» Supplied material:
==*==

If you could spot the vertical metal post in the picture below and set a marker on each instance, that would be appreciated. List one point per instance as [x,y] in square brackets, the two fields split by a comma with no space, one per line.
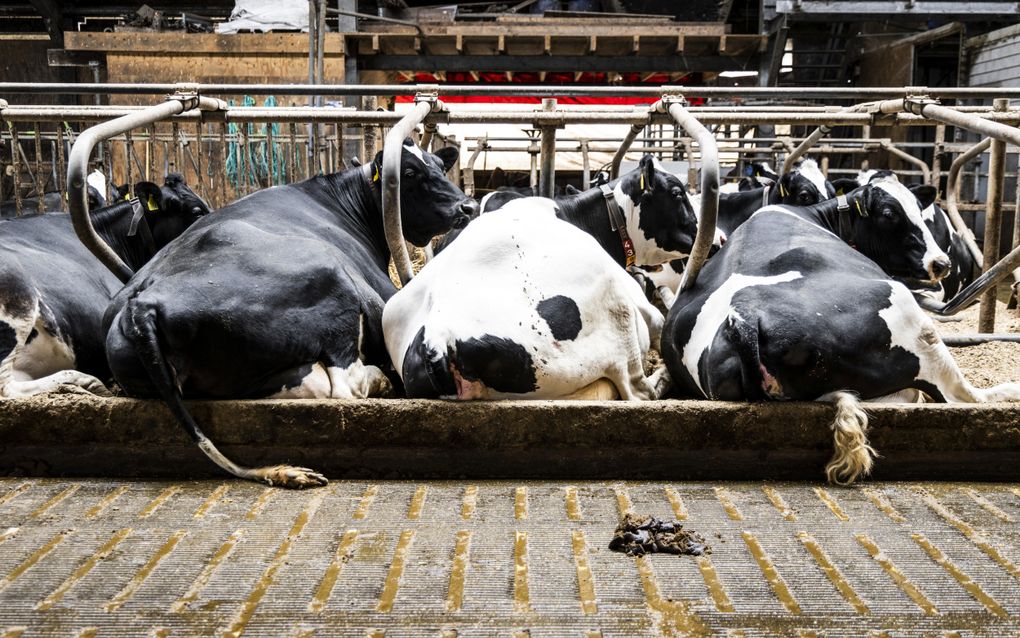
[547,186]
[992,223]
[936,158]
[585,166]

==*==

» Aim of the task:
Repeat every line of the material above, including the requests but leaving out the pictures, and raise each point coordinate in the answers by 114.

» Result:
If you could spot the vertical metal post in the picture below and set a marker on each instance, that would be appreciated. List one point per instance as [x,y] in square brackets, the two fields split by a comma with no space, one per line.
[661,300]
[1106,337]
[1050,272]
[699,280]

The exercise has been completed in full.